(Excerpts from a pointing dataset)
# # #

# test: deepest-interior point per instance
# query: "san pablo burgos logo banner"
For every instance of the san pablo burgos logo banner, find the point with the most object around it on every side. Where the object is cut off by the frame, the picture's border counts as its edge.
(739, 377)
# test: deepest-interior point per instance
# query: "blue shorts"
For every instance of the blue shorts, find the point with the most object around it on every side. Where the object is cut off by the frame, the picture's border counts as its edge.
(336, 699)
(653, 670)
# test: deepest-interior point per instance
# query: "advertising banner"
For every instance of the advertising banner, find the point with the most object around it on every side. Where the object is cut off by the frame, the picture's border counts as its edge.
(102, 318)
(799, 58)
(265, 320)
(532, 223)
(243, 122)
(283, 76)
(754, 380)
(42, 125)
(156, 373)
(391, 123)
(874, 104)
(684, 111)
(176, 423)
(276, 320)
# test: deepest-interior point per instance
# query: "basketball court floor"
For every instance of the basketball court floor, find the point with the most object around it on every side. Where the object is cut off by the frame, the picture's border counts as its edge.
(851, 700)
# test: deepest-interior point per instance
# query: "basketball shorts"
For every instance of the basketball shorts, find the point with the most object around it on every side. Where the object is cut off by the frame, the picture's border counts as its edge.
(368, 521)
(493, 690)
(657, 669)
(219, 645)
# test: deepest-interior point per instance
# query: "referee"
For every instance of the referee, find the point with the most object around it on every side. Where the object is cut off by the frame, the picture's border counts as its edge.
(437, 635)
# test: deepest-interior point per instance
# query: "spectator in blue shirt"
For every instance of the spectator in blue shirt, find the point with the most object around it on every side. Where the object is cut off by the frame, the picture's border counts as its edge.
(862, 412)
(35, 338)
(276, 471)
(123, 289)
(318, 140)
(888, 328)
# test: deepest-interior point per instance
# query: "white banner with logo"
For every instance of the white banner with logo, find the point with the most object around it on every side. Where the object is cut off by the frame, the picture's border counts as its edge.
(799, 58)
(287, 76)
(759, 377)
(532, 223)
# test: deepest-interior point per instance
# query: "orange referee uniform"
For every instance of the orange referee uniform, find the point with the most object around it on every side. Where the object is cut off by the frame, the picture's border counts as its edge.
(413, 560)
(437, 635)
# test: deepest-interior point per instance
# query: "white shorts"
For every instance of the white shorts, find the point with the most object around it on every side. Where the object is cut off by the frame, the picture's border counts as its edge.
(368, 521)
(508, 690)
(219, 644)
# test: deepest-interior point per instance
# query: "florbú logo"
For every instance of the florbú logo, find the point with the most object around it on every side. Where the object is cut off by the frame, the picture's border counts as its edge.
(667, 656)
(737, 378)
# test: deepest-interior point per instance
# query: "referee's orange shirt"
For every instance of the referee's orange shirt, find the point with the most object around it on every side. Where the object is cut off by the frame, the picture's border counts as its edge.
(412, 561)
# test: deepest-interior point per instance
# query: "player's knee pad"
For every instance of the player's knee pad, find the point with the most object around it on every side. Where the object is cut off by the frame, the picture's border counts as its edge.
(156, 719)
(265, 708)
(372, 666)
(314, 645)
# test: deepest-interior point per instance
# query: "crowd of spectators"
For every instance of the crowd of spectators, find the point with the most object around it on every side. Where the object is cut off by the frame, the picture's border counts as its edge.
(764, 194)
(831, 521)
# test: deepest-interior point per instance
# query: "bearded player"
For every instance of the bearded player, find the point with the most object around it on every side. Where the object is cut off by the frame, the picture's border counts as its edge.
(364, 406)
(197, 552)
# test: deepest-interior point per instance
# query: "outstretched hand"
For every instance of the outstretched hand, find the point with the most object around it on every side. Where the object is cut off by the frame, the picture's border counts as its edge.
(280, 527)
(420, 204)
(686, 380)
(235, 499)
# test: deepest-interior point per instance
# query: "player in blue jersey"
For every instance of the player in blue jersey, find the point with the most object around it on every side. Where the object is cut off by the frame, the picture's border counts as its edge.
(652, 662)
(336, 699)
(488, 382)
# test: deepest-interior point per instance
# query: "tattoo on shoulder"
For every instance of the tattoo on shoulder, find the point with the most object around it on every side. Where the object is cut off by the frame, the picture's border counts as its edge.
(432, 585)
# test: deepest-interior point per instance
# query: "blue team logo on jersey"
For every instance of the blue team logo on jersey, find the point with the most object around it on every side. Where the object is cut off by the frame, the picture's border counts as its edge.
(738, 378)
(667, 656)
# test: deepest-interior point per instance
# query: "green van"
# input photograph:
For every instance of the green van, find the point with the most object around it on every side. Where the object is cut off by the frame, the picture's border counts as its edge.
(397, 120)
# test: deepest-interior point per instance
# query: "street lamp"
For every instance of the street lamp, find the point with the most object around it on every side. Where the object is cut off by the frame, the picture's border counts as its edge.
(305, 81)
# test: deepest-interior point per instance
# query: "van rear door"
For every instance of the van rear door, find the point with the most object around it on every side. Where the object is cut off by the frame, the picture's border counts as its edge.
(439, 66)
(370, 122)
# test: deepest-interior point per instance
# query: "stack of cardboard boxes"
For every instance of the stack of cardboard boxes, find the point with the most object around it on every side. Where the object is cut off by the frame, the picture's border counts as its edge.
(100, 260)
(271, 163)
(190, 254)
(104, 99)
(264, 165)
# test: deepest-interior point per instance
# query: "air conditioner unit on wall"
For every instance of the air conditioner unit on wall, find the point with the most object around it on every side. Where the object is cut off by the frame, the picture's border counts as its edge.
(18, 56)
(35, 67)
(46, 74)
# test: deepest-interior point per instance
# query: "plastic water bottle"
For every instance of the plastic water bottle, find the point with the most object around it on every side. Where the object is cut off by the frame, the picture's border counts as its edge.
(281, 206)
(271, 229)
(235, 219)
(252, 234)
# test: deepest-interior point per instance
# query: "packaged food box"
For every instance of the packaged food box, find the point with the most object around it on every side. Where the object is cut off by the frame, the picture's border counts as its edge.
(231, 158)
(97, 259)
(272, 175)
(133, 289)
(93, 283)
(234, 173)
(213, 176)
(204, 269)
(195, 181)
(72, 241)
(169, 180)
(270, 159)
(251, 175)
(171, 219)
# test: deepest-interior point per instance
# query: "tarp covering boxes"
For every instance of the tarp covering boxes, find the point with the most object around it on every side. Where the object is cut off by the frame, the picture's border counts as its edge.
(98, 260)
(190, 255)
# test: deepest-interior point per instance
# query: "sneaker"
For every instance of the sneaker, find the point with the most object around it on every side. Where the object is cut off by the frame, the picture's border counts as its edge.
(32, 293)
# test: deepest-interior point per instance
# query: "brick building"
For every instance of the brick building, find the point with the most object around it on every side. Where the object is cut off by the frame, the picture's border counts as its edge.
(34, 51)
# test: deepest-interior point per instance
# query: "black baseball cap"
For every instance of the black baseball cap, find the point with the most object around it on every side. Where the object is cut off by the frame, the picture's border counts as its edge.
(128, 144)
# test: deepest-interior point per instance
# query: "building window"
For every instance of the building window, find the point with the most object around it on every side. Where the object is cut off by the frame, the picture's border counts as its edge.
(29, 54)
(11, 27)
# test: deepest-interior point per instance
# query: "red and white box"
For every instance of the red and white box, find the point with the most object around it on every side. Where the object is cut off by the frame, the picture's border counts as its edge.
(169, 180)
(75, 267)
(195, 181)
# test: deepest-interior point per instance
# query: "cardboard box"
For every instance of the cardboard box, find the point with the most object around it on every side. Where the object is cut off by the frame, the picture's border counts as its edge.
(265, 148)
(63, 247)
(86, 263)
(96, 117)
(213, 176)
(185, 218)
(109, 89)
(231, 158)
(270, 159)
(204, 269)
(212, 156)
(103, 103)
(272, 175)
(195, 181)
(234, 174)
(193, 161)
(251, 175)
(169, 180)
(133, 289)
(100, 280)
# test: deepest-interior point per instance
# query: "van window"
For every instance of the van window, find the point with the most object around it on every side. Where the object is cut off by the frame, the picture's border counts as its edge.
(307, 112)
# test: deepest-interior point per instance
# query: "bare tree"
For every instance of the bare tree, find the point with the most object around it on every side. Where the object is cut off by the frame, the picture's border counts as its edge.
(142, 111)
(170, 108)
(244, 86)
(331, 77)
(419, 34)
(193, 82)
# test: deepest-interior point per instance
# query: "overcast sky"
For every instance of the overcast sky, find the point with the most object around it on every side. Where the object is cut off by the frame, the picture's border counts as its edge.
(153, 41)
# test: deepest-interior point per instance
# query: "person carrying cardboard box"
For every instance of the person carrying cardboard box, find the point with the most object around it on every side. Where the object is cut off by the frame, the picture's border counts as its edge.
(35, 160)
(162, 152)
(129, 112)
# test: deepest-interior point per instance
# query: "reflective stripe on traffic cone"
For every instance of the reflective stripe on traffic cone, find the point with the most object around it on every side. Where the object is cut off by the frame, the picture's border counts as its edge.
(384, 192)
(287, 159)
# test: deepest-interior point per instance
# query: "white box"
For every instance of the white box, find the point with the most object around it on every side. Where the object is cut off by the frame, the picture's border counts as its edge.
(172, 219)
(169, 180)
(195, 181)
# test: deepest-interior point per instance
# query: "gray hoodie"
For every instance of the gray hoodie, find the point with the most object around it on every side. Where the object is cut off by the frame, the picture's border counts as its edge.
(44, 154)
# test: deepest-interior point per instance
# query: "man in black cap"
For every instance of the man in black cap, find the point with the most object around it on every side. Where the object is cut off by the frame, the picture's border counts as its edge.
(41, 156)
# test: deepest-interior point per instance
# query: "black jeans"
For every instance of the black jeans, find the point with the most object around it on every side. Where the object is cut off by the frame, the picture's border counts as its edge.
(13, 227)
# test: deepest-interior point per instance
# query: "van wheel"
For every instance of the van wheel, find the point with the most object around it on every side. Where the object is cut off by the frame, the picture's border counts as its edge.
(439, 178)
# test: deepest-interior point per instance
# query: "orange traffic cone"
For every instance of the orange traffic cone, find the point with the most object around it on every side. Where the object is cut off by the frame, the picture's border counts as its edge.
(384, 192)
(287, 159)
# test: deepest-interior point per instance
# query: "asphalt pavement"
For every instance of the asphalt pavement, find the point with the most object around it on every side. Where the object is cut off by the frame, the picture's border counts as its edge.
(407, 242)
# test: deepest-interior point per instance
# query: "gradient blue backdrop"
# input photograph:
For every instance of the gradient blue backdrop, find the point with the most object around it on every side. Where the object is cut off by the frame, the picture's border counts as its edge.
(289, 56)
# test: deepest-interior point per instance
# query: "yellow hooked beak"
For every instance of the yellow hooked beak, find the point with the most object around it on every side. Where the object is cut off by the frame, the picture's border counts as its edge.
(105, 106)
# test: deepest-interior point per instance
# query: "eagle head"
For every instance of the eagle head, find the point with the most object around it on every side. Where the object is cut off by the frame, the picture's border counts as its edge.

# # #

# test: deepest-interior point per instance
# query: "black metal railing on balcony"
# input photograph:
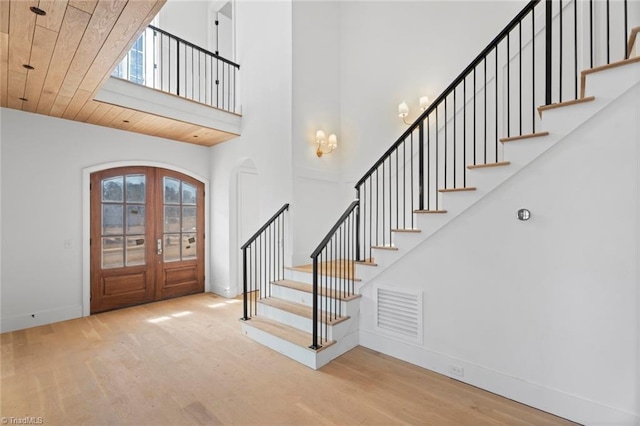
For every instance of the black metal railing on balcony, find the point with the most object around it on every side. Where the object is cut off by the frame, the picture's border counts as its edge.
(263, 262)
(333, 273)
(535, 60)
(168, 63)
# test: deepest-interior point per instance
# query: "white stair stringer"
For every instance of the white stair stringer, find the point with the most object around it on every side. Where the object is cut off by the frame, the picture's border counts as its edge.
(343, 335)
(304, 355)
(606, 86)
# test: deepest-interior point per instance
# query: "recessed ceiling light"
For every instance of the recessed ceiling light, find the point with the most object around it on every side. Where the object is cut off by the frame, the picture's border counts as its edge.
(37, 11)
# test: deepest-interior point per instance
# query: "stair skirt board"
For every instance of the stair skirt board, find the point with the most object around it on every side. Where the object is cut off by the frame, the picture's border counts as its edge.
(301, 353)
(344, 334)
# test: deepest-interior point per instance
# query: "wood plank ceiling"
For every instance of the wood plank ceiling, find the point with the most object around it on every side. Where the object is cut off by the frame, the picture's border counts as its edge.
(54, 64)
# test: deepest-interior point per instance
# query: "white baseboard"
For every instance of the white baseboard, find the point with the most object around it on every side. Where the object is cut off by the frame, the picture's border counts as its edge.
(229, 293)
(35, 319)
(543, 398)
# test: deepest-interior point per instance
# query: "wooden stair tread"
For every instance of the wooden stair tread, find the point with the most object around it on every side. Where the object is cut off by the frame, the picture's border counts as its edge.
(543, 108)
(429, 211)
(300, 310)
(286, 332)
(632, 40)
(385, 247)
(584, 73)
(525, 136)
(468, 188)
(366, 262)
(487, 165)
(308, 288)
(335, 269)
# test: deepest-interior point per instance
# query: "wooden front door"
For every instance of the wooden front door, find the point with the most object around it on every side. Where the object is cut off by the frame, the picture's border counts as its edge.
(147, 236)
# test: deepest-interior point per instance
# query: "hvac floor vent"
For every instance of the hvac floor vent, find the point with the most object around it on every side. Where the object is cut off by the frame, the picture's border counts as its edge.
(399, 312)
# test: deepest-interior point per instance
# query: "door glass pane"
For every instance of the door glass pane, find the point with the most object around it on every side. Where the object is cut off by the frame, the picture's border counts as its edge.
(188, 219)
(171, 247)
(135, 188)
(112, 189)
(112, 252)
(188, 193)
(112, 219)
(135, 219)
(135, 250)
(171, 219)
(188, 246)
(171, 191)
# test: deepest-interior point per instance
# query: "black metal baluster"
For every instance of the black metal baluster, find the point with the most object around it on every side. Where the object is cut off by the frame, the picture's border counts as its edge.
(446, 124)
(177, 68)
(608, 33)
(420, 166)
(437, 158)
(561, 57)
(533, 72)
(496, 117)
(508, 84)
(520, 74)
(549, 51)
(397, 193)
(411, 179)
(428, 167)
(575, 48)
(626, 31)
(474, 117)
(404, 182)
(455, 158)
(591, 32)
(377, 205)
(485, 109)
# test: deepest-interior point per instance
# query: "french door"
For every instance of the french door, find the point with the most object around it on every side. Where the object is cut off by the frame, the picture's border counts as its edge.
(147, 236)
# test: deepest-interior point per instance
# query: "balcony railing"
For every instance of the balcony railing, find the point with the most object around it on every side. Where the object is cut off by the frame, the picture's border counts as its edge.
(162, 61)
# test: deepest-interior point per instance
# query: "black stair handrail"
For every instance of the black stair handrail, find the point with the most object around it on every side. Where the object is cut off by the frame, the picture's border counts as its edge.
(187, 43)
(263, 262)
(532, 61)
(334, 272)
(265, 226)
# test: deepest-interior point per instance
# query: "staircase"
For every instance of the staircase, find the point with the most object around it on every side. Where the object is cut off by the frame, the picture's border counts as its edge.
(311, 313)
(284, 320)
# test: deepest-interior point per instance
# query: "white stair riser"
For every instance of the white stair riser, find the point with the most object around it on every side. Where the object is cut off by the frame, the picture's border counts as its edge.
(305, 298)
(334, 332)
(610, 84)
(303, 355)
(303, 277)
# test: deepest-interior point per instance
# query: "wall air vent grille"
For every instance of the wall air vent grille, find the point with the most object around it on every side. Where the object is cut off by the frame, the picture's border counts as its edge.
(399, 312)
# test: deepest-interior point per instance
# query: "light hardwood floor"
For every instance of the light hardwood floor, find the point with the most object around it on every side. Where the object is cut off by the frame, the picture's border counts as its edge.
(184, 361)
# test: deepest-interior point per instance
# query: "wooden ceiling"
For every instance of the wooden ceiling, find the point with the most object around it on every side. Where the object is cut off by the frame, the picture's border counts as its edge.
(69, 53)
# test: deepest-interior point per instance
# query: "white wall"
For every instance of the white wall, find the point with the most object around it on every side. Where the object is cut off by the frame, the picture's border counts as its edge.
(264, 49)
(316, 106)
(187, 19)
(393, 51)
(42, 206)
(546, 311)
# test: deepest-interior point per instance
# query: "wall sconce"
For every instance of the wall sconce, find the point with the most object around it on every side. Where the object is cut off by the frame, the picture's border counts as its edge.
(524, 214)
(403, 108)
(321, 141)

# # #

_WHAT YOU SHOULD DO_
Show each line of the records above that contains the word "person".

_WORKED ANSWER_
# query: "person carrying cardboard box"
For every instance of the person carrying cardboard box, find the point with the most object around it on every side. Where the object is cut off by the frame, the picture's border counts as its edge.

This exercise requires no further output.